> _抜粋本文_:
キラリと光る会社
静かに火を灯す。100年の、日本のろうそくのあかり

有限会社大與(だいよ)

大與イラストイメージ

和ろうそく大與は、滋賀県高島市で100余年にわたり伝統の和ろうそくをつくり続ける専門店。櫨(はぜ)の実や米ぬかを原料とする和ろうそくは、国内にも数えるほどしか手がける職人のいない、熟練の技を必要とする手仕事によってできあがります。主として石油由来のパラフィンを用いる洋のキャンドルに比べて、匂いや、燃焼の際に垂れるロウが少なく、炎はしっかりと大きめです。永平寺御用達の大與の和ろうそくは、滋賀県の伝統的工芸品にも指定されています。
キラリと光る会社第16回は、大與の大西巧社長にお話をお聞きしました。

和ろうそく大與公式サイト

子どものころは恥じていた家業

—今では貴重になった和ろうそくですが、子どものころから見てきた大西社長としては、この道に入ろうと自然と思うようになったのですか。

> _設問一覧_:
(A) 和ろうそく大與についての記事によると、大與の和ろうそくは何を原料としていますか。
(B) 和ろうそく大與についての記事を、最後の問いかけの後から書き進めてください。
各行は参照しなくてかまいません。

> _提供情報_:
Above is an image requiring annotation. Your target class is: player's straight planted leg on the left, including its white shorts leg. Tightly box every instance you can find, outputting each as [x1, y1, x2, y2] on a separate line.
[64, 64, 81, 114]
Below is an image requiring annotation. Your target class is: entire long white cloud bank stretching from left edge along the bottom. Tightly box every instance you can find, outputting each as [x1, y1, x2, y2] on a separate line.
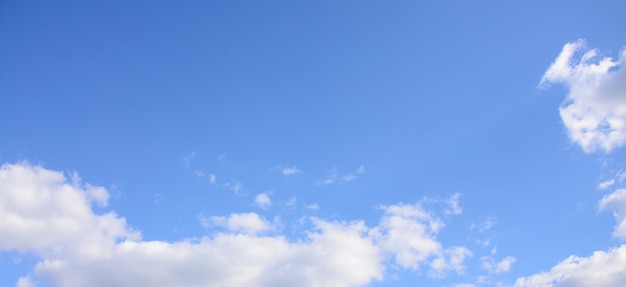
[0, 163, 471, 287]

> _解答一覧_:
(A) 櫨(はぜ)の実や米ぬかです。

(B)
大西社長:それが二十歳すぎまで、まったく考えてませんでした。子どものころは小汚ない仕事だと思っていて、家業がろうそく屋であることを恥じてましたから。儲かる商売でなくなってきて、廃業の危機も何度かありましたしね。

—それでも結局、四代目として家業を継いだ。

大西社長:就活のときに、いろんな職種の先輩方に話を聞いたんです。父にも聞きました。そのとき初めて、こんなに素晴らしい仕事をしている人がいるんだと気づいたんです。

—お父さんのことを。

大西社長:父はどん底の時代を経験しています。小規模ゆえに足元を見られて、安いものをつくり続けるか高くても品質にこだわるかの決断を迫られたとき、周囲の声をよそに、これでダメなら廃業だと決意して後者を選びました。そんなふうにしながら僕ら子どもたちを育てて、大学まで行かせてくれたのかと思ったら、たまらなくなりました。

—それで決心されたのですか。

大西社長:やりたいと思いました。父は、こんな仕事は息子以外に継がせるわけにはいかないという考えだったようです。でも、まずは「外の釜の飯を食って来い」と言われまして、3年間、京都のお香専門の会社にお世話になりました。

大西社長

大與のあるのは琵琶湖のほとりの町、滋賀県高島市。知らないと意外な感じもするが&地元の人はひょっとしたら否定するかもしれないが、お話になる言葉は印象としてほぼ関西弁。大西社長もそう。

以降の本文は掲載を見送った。